━━━━━ SOURCE MATERIAL

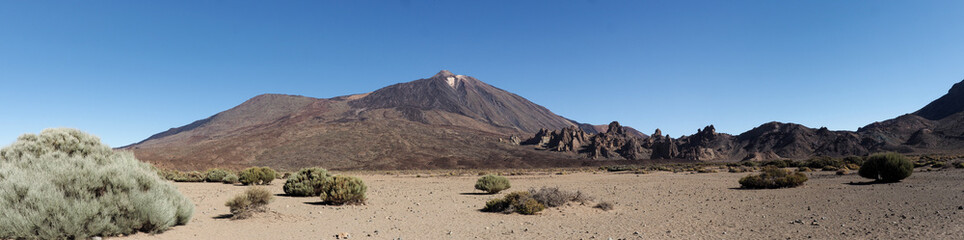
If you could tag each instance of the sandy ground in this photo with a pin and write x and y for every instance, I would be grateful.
(651, 206)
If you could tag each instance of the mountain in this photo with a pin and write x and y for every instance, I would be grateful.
(457, 121)
(935, 128)
(445, 121)
(947, 105)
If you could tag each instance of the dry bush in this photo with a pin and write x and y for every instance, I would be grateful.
(215, 175)
(257, 176)
(520, 202)
(772, 177)
(553, 197)
(307, 182)
(605, 206)
(253, 200)
(231, 178)
(344, 190)
(492, 184)
(887, 167)
(65, 184)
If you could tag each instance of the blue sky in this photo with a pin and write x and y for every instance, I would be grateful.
(124, 70)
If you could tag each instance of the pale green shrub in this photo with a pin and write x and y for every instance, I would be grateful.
(253, 200)
(307, 182)
(492, 183)
(520, 202)
(231, 178)
(215, 175)
(65, 184)
(257, 176)
(886, 167)
(344, 190)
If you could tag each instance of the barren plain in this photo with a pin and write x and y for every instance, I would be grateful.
(660, 205)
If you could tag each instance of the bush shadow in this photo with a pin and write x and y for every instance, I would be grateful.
(868, 183)
(475, 193)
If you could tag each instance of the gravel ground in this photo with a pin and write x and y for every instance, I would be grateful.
(660, 205)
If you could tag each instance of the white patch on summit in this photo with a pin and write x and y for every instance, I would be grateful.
(450, 81)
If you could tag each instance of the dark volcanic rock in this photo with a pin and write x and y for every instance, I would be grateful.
(615, 143)
(949, 104)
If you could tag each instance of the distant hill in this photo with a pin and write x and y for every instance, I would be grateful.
(936, 128)
(445, 121)
(457, 121)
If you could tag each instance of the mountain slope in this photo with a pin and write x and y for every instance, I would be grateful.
(949, 104)
(466, 96)
(446, 121)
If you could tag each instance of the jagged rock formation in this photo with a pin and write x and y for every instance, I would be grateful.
(445, 121)
(615, 143)
(456, 121)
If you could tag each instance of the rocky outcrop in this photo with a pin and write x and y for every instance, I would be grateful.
(615, 143)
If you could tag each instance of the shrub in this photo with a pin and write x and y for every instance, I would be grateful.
(307, 182)
(887, 167)
(215, 175)
(855, 160)
(257, 176)
(852, 166)
(66, 184)
(492, 184)
(553, 197)
(231, 178)
(822, 162)
(773, 178)
(605, 206)
(520, 202)
(179, 176)
(344, 190)
(245, 204)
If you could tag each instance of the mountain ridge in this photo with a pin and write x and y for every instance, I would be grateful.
(457, 121)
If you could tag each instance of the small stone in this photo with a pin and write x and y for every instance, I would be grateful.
(343, 235)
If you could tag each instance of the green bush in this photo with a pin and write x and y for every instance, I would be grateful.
(823, 162)
(887, 167)
(215, 175)
(65, 184)
(178, 176)
(231, 178)
(307, 182)
(492, 184)
(344, 190)
(605, 206)
(772, 177)
(257, 176)
(245, 204)
(519, 202)
(553, 197)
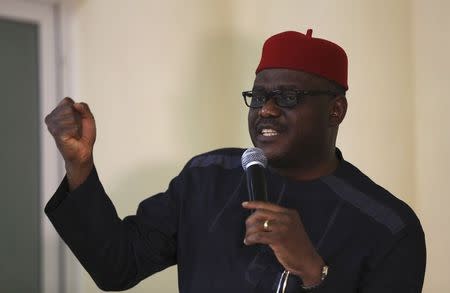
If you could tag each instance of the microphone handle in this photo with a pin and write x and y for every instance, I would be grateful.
(256, 183)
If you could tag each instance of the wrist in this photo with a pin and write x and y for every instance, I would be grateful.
(312, 273)
(78, 172)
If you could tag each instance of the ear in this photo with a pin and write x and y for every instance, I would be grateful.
(338, 109)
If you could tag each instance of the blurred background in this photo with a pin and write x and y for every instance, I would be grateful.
(163, 80)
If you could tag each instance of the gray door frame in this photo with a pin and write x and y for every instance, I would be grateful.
(59, 271)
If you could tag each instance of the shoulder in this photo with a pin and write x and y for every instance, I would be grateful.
(226, 158)
(372, 200)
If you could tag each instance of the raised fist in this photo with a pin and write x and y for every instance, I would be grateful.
(73, 128)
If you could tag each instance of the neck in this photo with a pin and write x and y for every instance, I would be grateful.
(322, 166)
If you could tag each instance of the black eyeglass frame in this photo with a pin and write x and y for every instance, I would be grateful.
(299, 94)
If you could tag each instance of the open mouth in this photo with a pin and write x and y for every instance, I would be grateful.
(268, 132)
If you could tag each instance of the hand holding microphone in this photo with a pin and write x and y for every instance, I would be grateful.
(279, 227)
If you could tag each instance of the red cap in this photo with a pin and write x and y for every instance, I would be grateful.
(294, 50)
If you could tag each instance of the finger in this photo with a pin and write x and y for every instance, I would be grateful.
(66, 100)
(262, 215)
(263, 205)
(261, 238)
(83, 109)
(272, 226)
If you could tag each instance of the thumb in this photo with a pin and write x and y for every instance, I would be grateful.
(83, 110)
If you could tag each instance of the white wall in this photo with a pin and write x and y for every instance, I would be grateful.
(163, 79)
(431, 48)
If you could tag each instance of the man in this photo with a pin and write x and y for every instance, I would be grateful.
(326, 228)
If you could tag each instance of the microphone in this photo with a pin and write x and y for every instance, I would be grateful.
(253, 161)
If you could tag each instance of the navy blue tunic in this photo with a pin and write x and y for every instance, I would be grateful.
(371, 241)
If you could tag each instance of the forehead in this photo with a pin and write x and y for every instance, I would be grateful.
(276, 78)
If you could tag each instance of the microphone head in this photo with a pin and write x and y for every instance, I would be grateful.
(253, 156)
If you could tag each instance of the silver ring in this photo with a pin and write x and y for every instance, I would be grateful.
(266, 225)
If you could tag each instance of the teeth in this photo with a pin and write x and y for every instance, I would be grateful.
(269, 132)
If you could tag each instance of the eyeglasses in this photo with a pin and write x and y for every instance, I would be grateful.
(282, 98)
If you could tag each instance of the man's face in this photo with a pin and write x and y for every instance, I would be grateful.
(290, 136)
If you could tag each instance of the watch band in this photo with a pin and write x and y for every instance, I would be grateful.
(323, 276)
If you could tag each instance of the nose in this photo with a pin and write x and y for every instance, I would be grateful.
(270, 109)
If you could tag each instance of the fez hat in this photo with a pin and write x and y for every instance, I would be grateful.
(294, 50)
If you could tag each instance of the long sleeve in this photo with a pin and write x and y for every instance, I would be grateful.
(399, 267)
(117, 253)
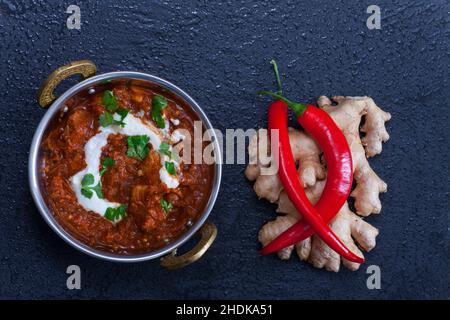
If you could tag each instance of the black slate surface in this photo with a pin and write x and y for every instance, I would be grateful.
(218, 51)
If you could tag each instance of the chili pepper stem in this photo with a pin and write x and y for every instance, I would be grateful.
(298, 108)
(277, 75)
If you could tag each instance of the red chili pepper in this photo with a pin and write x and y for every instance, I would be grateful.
(339, 177)
(278, 118)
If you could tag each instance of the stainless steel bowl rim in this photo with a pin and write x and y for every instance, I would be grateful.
(33, 169)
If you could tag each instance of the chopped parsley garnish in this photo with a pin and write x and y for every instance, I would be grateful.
(158, 104)
(111, 104)
(164, 148)
(167, 206)
(137, 147)
(170, 167)
(115, 214)
(108, 162)
(88, 189)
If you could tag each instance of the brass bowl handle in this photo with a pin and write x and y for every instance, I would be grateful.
(208, 233)
(84, 67)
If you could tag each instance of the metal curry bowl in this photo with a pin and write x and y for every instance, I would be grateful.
(87, 69)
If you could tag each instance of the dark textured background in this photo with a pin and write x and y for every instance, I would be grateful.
(218, 51)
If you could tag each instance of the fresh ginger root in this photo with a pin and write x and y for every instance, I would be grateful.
(347, 225)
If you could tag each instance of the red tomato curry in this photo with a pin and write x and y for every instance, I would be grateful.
(152, 214)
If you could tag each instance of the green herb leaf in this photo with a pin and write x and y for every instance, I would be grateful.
(122, 112)
(164, 148)
(109, 101)
(137, 147)
(106, 119)
(170, 167)
(167, 206)
(87, 180)
(87, 189)
(86, 192)
(158, 104)
(98, 190)
(108, 162)
(115, 214)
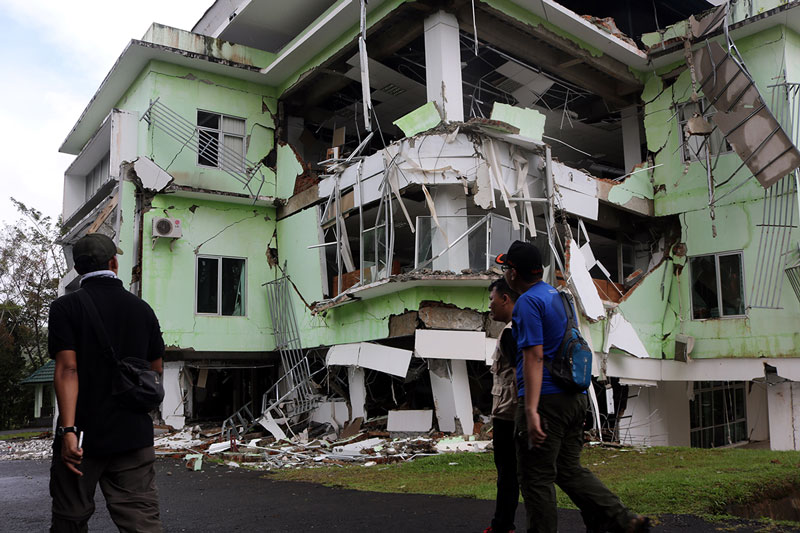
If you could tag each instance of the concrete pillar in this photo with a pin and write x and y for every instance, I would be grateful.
(631, 139)
(358, 391)
(450, 201)
(451, 395)
(783, 404)
(172, 408)
(443, 65)
(37, 400)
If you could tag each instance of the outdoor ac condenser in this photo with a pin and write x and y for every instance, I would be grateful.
(167, 227)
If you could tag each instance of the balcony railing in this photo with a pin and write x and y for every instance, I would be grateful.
(457, 243)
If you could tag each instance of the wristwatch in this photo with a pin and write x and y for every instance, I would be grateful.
(60, 431)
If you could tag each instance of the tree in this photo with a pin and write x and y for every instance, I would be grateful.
(31, 265)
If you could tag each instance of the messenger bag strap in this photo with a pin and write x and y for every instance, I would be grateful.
(97, 322)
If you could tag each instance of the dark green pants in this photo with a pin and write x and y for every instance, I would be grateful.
(128, 484)
(557, 460)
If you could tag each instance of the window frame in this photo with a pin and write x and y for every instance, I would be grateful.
(220, 134)
(707, 111)
(716, 257)
(709, 387)
(219, 259)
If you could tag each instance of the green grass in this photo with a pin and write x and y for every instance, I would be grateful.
(651, 481)
(21, 435)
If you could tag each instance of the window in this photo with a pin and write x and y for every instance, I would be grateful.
(694, 146)
(221, 286)
(97, 176)
(221, 141)
(717, 285)
(718, 415)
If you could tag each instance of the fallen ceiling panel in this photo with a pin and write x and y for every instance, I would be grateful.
(743, 116)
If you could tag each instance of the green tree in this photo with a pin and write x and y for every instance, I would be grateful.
(31, 265)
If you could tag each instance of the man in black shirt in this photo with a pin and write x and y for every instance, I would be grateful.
(117, 444)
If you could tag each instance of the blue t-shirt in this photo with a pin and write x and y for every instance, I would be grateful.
(538, 318)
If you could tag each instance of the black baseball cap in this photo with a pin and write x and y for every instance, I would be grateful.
(522, 256)
(93, 249)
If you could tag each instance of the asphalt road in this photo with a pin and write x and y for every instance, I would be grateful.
(219, 498)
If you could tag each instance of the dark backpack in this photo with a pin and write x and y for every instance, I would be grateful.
(571, 365)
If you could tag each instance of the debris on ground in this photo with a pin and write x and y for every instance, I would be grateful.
(40, 447)
(368, 445)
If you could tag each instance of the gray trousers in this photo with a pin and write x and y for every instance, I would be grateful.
(557, 461)
(128, 484)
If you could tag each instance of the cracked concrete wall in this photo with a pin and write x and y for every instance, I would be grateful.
(186, 90)
(681, 188)
(168, 284)
(364, 320)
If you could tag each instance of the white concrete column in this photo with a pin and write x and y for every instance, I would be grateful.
(443, 65)
(451, 395)
(631, 139)
(450, 201)
(172, 408)
(783, 404)
(37, 400)
(358, 392)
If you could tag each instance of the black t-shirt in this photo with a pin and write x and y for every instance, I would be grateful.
(133, 330)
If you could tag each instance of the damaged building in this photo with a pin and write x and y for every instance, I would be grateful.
(311, 197)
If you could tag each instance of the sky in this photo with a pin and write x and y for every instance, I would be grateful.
(54, 55)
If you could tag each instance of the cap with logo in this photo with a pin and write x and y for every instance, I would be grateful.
(522, 256)
(93, 249)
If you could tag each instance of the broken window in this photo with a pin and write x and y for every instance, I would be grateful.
(220, 141)
(97, 176)
(694, 146)
(221, 286)
(717, 285)
(718, 414)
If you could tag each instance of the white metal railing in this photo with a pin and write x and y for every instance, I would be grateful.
(463, 242)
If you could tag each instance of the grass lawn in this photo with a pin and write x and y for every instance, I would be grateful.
(21, 435)
(651, 481)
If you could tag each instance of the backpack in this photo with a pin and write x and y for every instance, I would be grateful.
(571, 365)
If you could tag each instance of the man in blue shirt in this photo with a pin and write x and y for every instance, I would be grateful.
(549, 421)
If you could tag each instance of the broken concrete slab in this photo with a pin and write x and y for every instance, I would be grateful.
(153, 177)
(450, 344)
(450, 317)
(410, 420)
(529, 121)
(585, 288)
(386, 359)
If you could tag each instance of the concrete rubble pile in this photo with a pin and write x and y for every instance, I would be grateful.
(367, 447)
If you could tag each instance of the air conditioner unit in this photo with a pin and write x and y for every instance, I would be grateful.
(167, 227)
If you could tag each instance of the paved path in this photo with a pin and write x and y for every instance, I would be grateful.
(223, 499)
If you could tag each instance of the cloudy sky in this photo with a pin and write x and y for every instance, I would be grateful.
(54, 56)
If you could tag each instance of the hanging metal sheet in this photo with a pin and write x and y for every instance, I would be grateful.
(743, 116)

━━━━━━━━━━

_PROBLEM REQUIREMENTS_
Only the stretch of lines that begins with the one holding "If you could tag each instance of the paved" and ends with the last line above belongs in the answer; please write it out exactly.

_RESPONSE TO THIS TASK_
If you could tag each instance of the paved path in this photo with a pin and write x and y for every instance, I would be grateful.
(223, 499)
If you could tag each instance of the cloudy sky in this photo with a pin and write x and y for every instance, I would be grateful.
(54, 56)
If you could tag each instance of the hanging metal sheet in this photo with a pin and write x and y for every instance, I would be grateful.
(743, 116)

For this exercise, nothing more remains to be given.